_Document excerpt:_
============
It later clarified the deceased were “of Colombian nationality and accused of the murder of former presidential candidate Fernando Villavicencio.”

Villavicencio, a 59-year-old journalist, was gunned down as he left a campaign rally in the capital Quito days ahead of the first round vote.

After news broke of the prison deaths, Ecuadoran President Guillermo Lasso announced he would immediately return from an international trip to handle the incident.

Lasso had traveled to New York on Thursday for personal matters, and was due in Seoul on Saturday for official trade talks.

“In the next few hours I will return to Ecuador to attend to this emergency. Neither complicity nor cover-up, here the truth will be known,” Lasso said on X, formerly Twitter.


The public prosecutor’s office said that its agents, along with police and the military, were “executing security protocols… in light of the disturbance that occurred Friday afternoon.”

It added in a statement on X that “in the coming hours, specialized military personnel will carry out the first raids and reconnaissance of Cellblock 7, where the incidents originated, to take control of the situation.”

Guayas 1 is one of five facilities that make up a large prison complex in Guayaquil, a key port city that has become one of the country’s increasingly bloody centers of a turf war between rival drug-trafficking gangs. 

In late July, a riot in the Guayas 1 prison left more than 30 people dead.

Key election issue 

The assassination of Villavicencio, who had been polling in second place, rocked Ecuador days ahead of national elections in which corruption and the country’s declining security situation were major themes.
============
_Dataset extract:_
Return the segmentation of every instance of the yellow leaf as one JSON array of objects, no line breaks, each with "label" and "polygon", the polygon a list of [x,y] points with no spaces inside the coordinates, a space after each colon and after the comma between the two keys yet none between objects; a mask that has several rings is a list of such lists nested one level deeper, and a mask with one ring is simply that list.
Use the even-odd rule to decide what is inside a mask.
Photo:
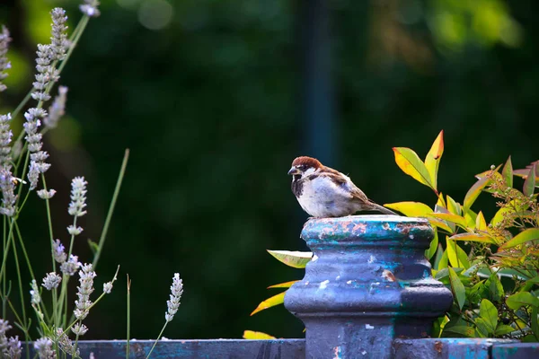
============
_Actions to take:_
a - Answer each question from the news excerpt about the prison deaths in Ecuador, one answer per line:
(i) How old was Villavicencio?
(ii) Where was Lasso due on Saturday, and for what purpose?
(iii) In which part of the prison did the incidents originate?
b - Revise the news excerpt about the prison deaths in Ecuador from "Key election issue" up to and including "were major themes.", changing "corruption" to "inflation".
c - Continue the news article about the prison deaths in Ecuador, starting after its final sentence.

_The results:_
a -
(i) He was 59 years old.
(ii) He was due in Seoul for official trade talks.
(iii) They originated in Cellblock 7.

b -
Key election issue 

The assassination of Villavicencio, who had been polling in second place, rocked Ecuador days ahead of national elections in which inflation and the country’s declining security situation were major themes.

c -
Six Colombians with long criminal records were arrested shortly after, while a seventh was killed at the scene of the crime.

Villavicencio had carried out scores of investigations, including exposing a vast graft network which led to former president Rafael Correa being sentenced to eight years in prison.

Correa fled the country to avoid jail time and has been exiled in Belgium for six years.

Villavicencio had drawn the ire of gangs and drug traffickers with his reputation for speaking out against the cartels, many of which operate out of prisons across Ecuador.

More than 430 inmates have died violently since 2021, dozens of them dismembered and incinerated amid disputes between rival gangs.

In late August, dozens of guards were taken hostage at several prisons around the country before eventually being released.

On Ecuador’s streets, homicides have quadrupled between 2018 and 2022, climbing to a record 26 per 100,000 inhabitants.

That rate could climb as high as 40 this year, according to experts.

Ecuador was once a peaceful haven nestled between the world’s largest cocaine producers — Colombia and Peru.

However, the war on drugs in other South American nations displaced drug cartels to Ecuador, which has large Pacific ports with laxer controls, widespread corruption, and a dollarized economy.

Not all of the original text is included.